Long-term environmental data explain better the abundance of the red octopus (Octopus maya) when testing the niche centroid hypothesis
Introduction
Hutchinson originally conceived the niche as a hypercube in a multivariate environmental space representing an organism's potential tolerance (Hutchinson, 1957). He also suggested an “optimal” region of the niche where conditions for survival are maximized (Holt, 2009). This idea was later adopted and extended by Maguire (1973) describing the niche as an ellipsoid in correspondence with many experimental studies of organism physiology (Biggs and McDermott, 1973; Birch, 1953; Blaszkowski and Moreira, 1986; Haefner, 1969; Hooper et al., 2008; Rothlisberg, 1979). Maguire (1973) stated that different regions of the ellipsoid-like niche structure correspond to different carrying capacities (K) and intrinsic growth rates (r) of populations, and in the center of the ecological niche is where environmental conditions are optimal for populations. In this region, K and r are maximized, potentially allowing populations to achieve higher abundances or densities (Fig. 1).
Brown (1984) admitted the impossibility of considering the influence of environmental variables on population attributes due to the difficulty of obtaining the necessary inputs, which was one significant issue decades ago. Nowadays, environmental data and biological information are widely available because of large scale digitization of data that allows public access to species presence records and environmental information (Soberón and Peterson, 2004). In contrast to the idea that abundance should decrease with the distance to the center of the geographic distribution (geographic-abundance hypothesis Brown, 1984), the highest abundance should occur in the center of the niche, and as populations get farther away from it, abundance decreases (Martínez-Meyer et al., 2013; Yañez-Arenas et al., 2012). This expected negative relationship is usually denominated as the distance to the niche centroid-abundance hypothesis (DNC-abundance), and it is currently a hot topic in the field of ecological niche modeling (Yañez-Arenas et al., 2020).
For instance, Martínez-Meyer et al. (2013) found a consistent negative DNC-abundance relationship across different species of terrestrial vertebrates. This relationship should not be casual since the DNC-abundance represents the species' fundamental niche internal structure. While some studies have provided empirical support to this hypothesis (Escalante and Martínez-Meyer, 2013, Martin et al., 2016, Martínez-Gutiérrez et al., 2018, Osorio-Olvera et al., 2020b, Ureña-Aranda et al., 2015, Yañez-Arenas et al., 2014b), others have found weak or no support at all (Dallas et al., 2017; Dallas and Santini, 2020; Santini et al., 2019). However, on the one hand, low quality of occurrence data due to sampling bias (Knouft, 2018, Yañez-Arenas et al., 2014a), low pixel resolution (multiple abundance data points falling within a single climate pixel losing environmental information), or inappropriate methodological decisions (e.g., the use of convex hull to represent the niche) (Soberón et al., 2018) can obscure the relationship, even if it exists (Osorio-Olvera et al., 2020b; Osorio-Olvera et al., 2019; Soberón et al., 2018). On the other hand, processes like transitory states, the heterogeneous spatial structure of suitability, Allee effects (Osorio-Olvera et al., 2020b), and unfilled niches due to biotic or dispersal limitations (Soberón and Nakamura, 2009; Soberón and Peterson, 2005; Yañez-Arenas et al., 2020) would break down the expected relationship.

[Records]
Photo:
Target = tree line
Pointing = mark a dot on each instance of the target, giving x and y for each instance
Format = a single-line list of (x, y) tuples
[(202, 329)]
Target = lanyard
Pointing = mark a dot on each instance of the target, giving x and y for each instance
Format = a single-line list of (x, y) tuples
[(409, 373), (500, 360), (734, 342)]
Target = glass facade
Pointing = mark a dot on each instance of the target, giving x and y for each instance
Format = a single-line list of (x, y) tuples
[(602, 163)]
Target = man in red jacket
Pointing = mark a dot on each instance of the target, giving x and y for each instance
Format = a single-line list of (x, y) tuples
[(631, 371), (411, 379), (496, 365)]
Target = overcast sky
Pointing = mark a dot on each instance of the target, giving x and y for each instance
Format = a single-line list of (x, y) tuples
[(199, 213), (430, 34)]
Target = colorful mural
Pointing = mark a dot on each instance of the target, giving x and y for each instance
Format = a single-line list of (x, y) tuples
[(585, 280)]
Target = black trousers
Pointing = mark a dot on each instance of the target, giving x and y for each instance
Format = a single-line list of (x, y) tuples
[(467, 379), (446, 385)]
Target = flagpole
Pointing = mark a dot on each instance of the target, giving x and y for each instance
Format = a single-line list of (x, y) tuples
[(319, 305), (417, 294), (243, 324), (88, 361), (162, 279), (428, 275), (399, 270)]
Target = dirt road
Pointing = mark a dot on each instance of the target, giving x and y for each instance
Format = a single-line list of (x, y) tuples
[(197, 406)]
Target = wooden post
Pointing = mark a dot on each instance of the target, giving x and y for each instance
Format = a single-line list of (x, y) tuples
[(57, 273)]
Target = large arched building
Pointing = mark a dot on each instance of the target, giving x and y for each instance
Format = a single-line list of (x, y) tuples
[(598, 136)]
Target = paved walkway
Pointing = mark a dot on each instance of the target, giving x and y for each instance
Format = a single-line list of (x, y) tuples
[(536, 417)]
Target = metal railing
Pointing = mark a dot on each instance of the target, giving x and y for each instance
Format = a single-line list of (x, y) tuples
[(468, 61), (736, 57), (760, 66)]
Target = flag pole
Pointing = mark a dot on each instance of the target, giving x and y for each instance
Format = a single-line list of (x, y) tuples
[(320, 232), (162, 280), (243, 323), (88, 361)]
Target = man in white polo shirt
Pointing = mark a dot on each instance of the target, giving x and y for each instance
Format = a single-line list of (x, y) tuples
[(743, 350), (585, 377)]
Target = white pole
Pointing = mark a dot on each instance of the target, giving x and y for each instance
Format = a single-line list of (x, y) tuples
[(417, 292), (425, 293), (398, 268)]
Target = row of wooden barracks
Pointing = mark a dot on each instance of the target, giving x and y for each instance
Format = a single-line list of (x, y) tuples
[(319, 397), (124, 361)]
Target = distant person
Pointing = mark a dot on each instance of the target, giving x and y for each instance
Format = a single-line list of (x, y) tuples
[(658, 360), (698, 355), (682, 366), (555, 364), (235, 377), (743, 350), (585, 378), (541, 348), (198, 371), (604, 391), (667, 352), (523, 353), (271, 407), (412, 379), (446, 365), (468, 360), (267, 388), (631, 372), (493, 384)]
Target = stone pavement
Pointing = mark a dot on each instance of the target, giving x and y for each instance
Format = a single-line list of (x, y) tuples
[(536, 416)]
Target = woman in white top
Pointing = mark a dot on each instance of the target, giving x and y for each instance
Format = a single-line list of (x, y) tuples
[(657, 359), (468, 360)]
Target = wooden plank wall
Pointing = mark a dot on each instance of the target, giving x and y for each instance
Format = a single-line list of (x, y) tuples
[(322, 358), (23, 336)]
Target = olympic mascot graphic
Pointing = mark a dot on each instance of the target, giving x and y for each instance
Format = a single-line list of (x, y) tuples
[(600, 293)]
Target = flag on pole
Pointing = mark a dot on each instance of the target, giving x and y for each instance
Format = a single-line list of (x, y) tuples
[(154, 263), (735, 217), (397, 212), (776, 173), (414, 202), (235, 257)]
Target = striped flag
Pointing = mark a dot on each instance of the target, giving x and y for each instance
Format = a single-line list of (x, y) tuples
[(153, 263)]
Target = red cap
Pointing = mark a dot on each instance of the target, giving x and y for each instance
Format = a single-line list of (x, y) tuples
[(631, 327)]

[What to do]
In the red octopus text, what shape did Maguire (1973) use to describe the niche?

[Answer for the task]
An ellipsoid.